■ Excerpted data ■

########

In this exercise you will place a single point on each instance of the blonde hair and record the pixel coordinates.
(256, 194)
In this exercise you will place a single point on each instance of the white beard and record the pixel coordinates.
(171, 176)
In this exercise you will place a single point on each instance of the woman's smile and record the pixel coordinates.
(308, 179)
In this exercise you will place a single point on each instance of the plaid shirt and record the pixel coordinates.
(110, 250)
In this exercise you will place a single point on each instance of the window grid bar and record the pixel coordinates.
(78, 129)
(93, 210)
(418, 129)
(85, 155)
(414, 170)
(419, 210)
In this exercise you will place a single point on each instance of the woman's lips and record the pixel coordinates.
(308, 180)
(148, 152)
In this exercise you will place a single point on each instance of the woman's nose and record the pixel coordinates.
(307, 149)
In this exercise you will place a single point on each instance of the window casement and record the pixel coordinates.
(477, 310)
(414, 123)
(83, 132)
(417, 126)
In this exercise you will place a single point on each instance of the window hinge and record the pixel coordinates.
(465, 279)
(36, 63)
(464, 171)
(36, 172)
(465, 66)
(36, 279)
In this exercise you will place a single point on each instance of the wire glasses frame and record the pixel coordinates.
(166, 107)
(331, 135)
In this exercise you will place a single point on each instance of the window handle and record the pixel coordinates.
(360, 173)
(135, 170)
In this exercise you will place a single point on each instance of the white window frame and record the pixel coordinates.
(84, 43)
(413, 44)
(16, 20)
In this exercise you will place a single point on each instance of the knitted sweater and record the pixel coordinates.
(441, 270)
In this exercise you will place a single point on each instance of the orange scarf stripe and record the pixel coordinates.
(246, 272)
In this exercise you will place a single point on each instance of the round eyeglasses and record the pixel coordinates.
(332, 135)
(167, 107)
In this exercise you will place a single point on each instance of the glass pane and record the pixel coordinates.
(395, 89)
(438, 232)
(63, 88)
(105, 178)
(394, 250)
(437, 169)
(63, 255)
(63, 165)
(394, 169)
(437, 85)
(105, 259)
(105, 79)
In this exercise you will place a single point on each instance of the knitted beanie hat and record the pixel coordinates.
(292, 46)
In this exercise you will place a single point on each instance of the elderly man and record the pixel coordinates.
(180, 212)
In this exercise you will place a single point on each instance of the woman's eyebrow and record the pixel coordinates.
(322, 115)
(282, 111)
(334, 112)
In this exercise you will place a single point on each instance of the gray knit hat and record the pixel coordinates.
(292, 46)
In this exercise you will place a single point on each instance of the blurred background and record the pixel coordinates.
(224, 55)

########

■ What to do ■
Copy the entries above again, swapping "pixel coordinates" for "image coordinates" wherever it occurs and leaving every other word as it is.

■ Response to this exercise ■
In this exercise you will place a single point on each instance of the blonde hair and record the image coordinates.
(256, 194)
In this exercise you will place a single point on each instance of the white beard and record the image coordinates.
(171, 176)
In this exercise you will place a single point on each instance of the woman's smile and record the image coordinates.
(308, 179)
In this exercise you will place a single point on each instance of the plaid shirt and record the image coordinates.
(110, 250)
In this exercise you will place a single point on each instance of the window grid bar and record the image coordinates.
(78, 129)
(93, 210)
(418, 129)
(85, 155)
(414, 170)
(419, 210)
In this exercise you will place a single point on each instance of the woman's lips and record the image coordinates.
(308, 180)
(148, 152)
In this exercise you will place a single point on each instance of the woman's nose and record the image coordinates.
(307, 149)
In this exercise you will place a single point on each instance of the window casement and record the image coordinates.
(477, 310)
(414, 123)
(83, 132)
(417, 126)
In this exercise you will place a single point on each instance of the window hinge and record the image coordinates.
(465, 279)
(36, 63)
(464, 171)
(36, 172)
(465, 66)
(36, 279)
In this exercise you will place a single point on each instance of the wire glasses frame and record the image coordinates.
(166, 107)
(331, 135)
In this exercise you will place a single point on each instance of the window handle and record the image coordinates.
(360, 173)
(135, 170)
In this exercise you will place a single point on each instance of the white window frame and record the image coordinates.
(84, 43)
(413, 44)
(16, 20)
In this exercise you will place a single point on each instance of the knitted sweater and record the image coordinates.
(441, 270)
In this exercise you will place a single point on each instance of the orange scarf stripe and record the image coordinates.
(246, 272)
In this exercise you will place a single point on each instance of the round eyeglasses and record the image coordinates.
(332, 135)
(167, 107)
In this exercise you will place a single point on each instance of the glass pane and record the image coordinates.
(395, 89)
(438, 232)
(63, 88)
(105, 178)
(394, 250)
(437, 169)
(63, 255)
(63, 165)
(394, 169)
(437, 85)
(105, 259)
(105, 79)
In this exercise you will place a single point on each instance of the knitted beanie hat and record the image coordinates.
(292, 46)
In this exercise you will place a single point on each instance of the elderly man and record the image coordinates.
(180, 212)
In this exercise you will place a single point on each instance of the woman's eyebrow and record the image coordinates.
(322, 115)
(282, 111)
(334, 112)
In this exercise you will place a single point on each instance of the gray knit hat and record the image coordinates.
(292, 46)
In this exercise you will place a single point on each instance of the blurred background and record the image coordinates.
(224, 55)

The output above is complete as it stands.